Reproduce word for word the passage of the essay on Frost's snowy-evening poem that begins with the words "The only other" and ends with "before I sleep.".
— START OF SELECTED EXTRACT —
Stopping by Woods on a Snowy Evening
#1 in the Literature Series
Moving a different direction, the Four-in-Art quilters have chosen a year-long theme of Literature for this current series, and within that, we each have chosen our own way to think about literature. Some have chosen to focus in fiction or non-fiction or others have chosen children’s literature. I have chosen poetry.
Robert Frost’s poem, “Stopping by Woods on a Snowy Evening,” is one that I taught in my literature class at school, which gave me a chance to really research it, to hear a recording of him reading his work, to explore what others have thought about it. Depression runs in our family, and many writers have commented about the intimation of suicide — the struggle over this — buried deep in the implied meaning in many of the lines. Frost, of course, has denied that, but I think that while the writer may write the lines, it’s the readers who get to interpret what they see in the poem. Time for you to see the poem:
“Stopping by Woods on a Snowy Evening”
by Robert Frost
Whose woods these are I think I know.
His house is in the village though;
He will not see me stopping here
To watch his woods fill up with snow.
My little horse must think it queer
To stop without a farmhouse near
Between the woods and frozen lake
The darkest evening of the year.
He gives his harness bells a shake
To ask if there is some mistake.
The only other sound’s the sweep
Of easy wind and downy flake.
The woods are lovely, dark and deep,
But I have promises to keep,
And miles to go before I sleep,
And miles to go before I sleep.
— END OF SELECTED EXTRACT —
— START OF RAW RECORDS —
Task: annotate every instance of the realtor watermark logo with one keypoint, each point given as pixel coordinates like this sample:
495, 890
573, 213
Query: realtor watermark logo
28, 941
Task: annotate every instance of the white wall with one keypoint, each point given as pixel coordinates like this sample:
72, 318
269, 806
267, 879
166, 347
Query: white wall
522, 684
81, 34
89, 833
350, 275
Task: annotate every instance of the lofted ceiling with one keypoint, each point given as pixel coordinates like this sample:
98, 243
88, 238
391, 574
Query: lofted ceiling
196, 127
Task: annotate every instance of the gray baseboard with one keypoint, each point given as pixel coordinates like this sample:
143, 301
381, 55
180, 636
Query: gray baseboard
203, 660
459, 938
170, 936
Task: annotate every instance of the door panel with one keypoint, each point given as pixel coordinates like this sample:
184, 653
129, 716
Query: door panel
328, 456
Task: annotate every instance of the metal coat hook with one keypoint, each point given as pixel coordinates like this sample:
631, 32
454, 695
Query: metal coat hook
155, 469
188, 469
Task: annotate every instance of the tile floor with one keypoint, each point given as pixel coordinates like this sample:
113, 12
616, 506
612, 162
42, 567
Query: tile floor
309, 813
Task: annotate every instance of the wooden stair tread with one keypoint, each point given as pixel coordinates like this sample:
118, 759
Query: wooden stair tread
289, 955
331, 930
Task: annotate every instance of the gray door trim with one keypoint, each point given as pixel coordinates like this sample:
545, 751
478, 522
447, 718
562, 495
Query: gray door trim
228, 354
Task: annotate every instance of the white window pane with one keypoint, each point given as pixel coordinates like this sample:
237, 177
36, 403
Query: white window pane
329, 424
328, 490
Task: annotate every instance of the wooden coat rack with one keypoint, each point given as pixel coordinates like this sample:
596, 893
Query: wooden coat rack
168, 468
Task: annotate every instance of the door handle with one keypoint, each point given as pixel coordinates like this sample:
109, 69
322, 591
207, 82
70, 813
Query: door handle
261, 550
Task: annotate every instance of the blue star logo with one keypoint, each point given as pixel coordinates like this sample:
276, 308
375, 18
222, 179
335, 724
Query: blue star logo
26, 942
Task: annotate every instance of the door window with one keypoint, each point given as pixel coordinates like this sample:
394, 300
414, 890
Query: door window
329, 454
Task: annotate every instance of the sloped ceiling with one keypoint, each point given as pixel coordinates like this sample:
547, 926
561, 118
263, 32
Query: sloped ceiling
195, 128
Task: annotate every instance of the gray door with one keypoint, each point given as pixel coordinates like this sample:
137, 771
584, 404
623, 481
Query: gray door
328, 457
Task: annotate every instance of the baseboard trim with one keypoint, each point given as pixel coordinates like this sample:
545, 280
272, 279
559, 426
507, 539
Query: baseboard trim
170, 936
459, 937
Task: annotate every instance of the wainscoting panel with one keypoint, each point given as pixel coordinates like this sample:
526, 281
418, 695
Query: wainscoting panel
— END OF RAW RECORDS —
## RESPONSE TO THE EXERCISE:
The only other sound’s the sweep
Of easy wind and downy flake.
The woods are lovely, dark and deep,
But I have promises to keep,
And miles to go before I sleep,
And miles to go before I sleep.